::: Records for the task
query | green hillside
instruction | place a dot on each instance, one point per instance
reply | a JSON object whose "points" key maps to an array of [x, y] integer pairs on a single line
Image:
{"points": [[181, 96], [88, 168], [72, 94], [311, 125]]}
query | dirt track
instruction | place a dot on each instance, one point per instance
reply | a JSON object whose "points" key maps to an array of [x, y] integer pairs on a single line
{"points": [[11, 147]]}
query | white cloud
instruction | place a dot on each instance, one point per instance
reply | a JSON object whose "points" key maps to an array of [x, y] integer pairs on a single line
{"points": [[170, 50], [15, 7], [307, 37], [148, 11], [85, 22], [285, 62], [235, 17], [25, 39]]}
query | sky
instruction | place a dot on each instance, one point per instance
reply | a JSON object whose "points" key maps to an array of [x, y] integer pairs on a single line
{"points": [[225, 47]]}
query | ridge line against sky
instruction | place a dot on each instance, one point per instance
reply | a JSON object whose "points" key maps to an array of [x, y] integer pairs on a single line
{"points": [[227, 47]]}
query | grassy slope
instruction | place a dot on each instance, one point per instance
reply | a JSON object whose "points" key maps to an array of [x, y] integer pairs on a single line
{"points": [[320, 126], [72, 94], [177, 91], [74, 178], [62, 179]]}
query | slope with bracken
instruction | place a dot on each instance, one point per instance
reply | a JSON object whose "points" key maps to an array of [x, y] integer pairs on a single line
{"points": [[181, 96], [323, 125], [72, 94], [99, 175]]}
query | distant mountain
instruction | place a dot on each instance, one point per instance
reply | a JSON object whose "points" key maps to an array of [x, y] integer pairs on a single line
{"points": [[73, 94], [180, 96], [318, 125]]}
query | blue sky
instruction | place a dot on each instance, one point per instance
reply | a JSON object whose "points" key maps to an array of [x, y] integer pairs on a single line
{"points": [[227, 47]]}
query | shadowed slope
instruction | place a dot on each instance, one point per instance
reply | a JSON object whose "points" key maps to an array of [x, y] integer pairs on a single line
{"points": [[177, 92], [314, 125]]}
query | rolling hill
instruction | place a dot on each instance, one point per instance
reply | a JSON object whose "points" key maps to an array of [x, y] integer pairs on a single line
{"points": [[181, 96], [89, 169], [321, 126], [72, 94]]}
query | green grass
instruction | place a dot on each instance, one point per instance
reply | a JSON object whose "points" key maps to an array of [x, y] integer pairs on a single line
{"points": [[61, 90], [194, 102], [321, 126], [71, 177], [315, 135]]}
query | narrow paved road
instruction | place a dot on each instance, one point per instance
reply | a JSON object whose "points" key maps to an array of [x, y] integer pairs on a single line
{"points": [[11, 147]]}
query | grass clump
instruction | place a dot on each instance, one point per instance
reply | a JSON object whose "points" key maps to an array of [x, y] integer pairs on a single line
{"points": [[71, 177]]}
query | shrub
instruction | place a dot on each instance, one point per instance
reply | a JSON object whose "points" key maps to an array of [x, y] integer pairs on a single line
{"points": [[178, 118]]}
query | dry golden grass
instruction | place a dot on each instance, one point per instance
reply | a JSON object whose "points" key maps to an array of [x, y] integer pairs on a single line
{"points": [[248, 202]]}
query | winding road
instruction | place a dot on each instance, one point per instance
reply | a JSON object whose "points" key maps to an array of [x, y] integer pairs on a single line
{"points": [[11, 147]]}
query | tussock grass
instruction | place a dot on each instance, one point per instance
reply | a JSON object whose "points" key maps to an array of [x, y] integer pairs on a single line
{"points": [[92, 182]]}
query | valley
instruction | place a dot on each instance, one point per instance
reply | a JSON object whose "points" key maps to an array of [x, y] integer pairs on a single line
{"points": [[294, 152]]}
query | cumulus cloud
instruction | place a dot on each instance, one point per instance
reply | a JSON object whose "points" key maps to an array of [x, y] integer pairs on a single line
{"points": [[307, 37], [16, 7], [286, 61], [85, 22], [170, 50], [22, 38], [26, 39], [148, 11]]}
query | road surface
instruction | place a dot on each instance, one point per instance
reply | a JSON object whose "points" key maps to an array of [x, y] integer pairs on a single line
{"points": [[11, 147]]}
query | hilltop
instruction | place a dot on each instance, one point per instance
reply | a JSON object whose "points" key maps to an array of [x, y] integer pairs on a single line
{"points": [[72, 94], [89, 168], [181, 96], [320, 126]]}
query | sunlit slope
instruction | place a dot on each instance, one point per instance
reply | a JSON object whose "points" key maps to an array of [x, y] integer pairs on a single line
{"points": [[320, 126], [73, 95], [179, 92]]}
::::::
::: Records for the task
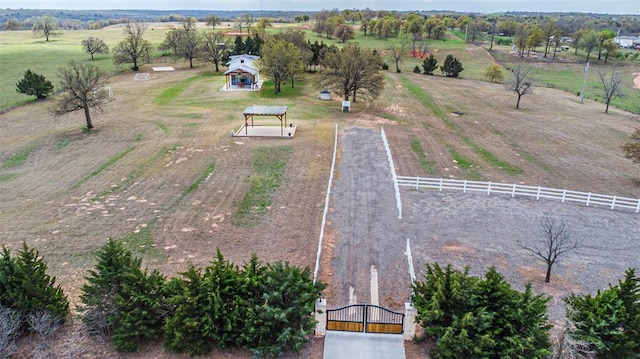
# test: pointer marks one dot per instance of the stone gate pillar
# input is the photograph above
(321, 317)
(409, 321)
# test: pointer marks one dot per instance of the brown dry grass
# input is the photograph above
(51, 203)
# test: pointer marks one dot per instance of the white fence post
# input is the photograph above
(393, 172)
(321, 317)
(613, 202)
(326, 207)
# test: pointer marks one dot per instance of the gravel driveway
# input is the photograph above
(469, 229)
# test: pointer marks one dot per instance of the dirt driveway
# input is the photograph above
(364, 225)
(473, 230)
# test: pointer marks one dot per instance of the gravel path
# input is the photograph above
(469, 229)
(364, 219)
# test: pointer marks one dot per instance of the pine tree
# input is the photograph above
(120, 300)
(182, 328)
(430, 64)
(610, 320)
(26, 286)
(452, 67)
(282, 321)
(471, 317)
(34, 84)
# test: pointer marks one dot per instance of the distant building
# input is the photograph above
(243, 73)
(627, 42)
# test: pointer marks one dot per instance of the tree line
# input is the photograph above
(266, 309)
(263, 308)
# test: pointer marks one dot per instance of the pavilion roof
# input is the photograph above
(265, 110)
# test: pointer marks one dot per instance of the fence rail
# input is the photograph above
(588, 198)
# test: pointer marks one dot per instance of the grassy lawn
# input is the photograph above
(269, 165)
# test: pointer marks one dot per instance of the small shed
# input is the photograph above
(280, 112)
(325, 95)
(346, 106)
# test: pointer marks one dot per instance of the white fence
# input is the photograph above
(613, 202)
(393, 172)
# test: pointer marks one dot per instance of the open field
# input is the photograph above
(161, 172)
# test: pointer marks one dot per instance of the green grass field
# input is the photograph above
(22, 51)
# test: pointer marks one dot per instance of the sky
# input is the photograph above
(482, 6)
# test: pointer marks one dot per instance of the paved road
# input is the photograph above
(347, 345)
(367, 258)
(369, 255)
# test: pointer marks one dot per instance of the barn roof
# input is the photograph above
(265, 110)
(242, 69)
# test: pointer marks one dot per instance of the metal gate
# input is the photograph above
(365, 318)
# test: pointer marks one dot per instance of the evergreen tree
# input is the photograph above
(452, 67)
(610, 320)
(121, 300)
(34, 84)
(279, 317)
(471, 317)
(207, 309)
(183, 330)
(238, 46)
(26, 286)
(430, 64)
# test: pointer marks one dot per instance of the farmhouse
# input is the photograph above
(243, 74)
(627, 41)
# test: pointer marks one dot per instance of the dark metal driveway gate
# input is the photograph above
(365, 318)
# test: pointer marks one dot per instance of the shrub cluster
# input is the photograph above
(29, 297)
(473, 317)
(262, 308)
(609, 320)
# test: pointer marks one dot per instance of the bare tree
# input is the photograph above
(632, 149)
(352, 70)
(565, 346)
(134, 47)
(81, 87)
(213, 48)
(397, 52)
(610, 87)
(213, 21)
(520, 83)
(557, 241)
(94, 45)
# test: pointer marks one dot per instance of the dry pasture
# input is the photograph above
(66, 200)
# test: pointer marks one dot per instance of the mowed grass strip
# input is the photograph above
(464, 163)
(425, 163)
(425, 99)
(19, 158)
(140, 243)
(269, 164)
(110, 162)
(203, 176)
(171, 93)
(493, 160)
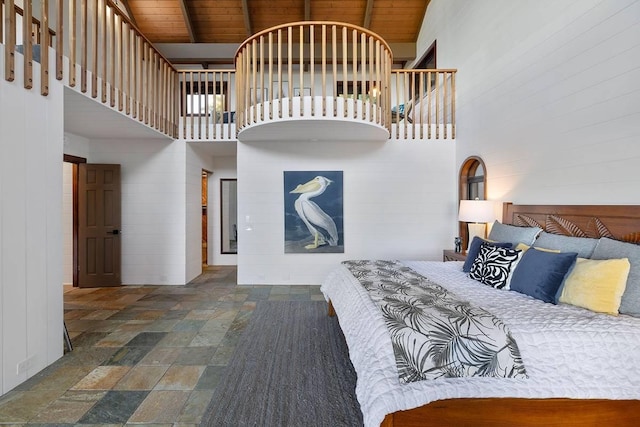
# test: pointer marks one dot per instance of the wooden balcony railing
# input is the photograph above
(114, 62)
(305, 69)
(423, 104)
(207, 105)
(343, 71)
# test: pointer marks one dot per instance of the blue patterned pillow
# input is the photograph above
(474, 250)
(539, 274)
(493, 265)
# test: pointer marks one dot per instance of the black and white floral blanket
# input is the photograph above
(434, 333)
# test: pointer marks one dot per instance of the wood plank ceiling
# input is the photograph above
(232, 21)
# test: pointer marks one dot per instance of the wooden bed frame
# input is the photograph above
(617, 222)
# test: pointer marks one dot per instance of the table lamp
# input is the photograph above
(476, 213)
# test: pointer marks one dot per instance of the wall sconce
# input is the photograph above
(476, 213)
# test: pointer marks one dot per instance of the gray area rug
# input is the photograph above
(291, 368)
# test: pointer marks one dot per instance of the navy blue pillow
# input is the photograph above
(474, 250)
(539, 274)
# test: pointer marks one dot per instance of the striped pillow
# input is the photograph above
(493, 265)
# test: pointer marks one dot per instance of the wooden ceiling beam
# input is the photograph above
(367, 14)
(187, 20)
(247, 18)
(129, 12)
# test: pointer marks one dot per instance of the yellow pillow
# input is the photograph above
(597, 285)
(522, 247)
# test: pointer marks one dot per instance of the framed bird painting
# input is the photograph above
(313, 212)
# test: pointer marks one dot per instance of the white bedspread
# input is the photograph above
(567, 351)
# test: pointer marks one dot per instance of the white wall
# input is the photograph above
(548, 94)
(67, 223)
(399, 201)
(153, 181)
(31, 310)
::::::
▶ _Problem_
State how many lines in the entries above contain the word "distant". Give only the number.

▶ _The solution_
2